[DIRECTIONS FOR THIS TASK]
Write down each entry again, exactly as it reads.

[DATA SECTION]

_ _ _ _ _ _ _

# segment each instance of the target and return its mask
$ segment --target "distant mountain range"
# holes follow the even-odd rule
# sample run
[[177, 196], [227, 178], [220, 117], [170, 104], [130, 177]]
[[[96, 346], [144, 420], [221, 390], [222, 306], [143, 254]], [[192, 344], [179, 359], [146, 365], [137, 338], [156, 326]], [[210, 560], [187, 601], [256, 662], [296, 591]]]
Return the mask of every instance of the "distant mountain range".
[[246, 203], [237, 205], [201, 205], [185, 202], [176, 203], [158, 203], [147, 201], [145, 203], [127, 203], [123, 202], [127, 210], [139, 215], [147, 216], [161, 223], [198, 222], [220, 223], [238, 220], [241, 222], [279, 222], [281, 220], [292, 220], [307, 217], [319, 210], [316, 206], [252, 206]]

_ _ _ _ _ _ _

[FINISHED ANSWER]
# segment each instance of the target and return its mask
$ segment --target "distant mountain range"
# holes follow the even-odd rule
# sample run
[[177, 196], [227, 178], [220, 117], [170, 104], [130, 177]]
[[[96, 346], [144, 420], [221, 390], [222, 306], [143, 254]], [[192, 344], [179, 359], [146, 365], [137, 338], [156, 326]], [[210, 560], [187, 601], [256, 662], [296, 591]]]
Return the mask of every instance of the "distant mountain range".
[[246, 203], [237, 205], [201, 205], [185, 202], [176, 203], [158, 203], [147, 201], [145, 203], [127, 203], [123, 202], [127, 210], [139, 215], [147, 216], [161, 223], [198, 222], [220, 223], [238, 220], [241, 222], [279, 222], [281, 220], [292, 220], [307, 217], [319, 210], [316, 206], [252, 206]]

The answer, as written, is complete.